[Task directions] Look through the data below and extract, unchanged, the lines from the one that contains "Where can you spot the white" to the one that contains "Where can you spot the blue", both included.

*** Provided records Section Begins ***

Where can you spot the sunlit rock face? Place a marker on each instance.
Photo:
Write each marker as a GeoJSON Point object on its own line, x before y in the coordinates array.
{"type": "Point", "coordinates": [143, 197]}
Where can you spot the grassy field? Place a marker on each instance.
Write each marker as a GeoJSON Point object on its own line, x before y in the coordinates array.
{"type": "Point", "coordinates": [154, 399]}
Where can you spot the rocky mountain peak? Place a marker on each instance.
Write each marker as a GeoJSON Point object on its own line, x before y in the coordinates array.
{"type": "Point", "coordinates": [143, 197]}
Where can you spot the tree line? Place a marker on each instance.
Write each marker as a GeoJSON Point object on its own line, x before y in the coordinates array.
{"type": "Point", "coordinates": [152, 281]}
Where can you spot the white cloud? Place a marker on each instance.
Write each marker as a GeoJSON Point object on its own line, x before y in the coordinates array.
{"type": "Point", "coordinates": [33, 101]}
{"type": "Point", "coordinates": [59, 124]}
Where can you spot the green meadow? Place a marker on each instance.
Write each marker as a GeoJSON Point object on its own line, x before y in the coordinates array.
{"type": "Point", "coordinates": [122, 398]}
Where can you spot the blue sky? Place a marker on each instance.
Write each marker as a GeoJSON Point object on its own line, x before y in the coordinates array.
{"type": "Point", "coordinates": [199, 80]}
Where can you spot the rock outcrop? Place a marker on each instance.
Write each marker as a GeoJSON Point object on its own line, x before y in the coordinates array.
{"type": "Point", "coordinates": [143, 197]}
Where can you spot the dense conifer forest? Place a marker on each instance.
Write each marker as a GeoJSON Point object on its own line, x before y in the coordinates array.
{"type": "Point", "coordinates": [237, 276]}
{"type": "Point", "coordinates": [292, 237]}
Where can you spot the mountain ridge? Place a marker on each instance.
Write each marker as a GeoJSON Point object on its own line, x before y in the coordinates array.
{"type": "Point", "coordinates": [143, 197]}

*** Provided records Section Ends ***

[Problem solution]
Where can you spot the white cloud? Place a marker on each instance.
Write each marker as a GeoJSON Point object on its own line, x before y in the coordinates array.
{"type": "Point", "coordinates": [33, 101]}
{"type": "Point", "coordinates": [59, 124]}
Where can you spot the green meadow? Place a marker on each instance.
Write each marker as a GeoJSON Point object on its own line, x before y in the coordinates array.
{"type": "Point", "coordinates": [122, 398]}
Where can you spot the blue sky? Place a marker on each instance.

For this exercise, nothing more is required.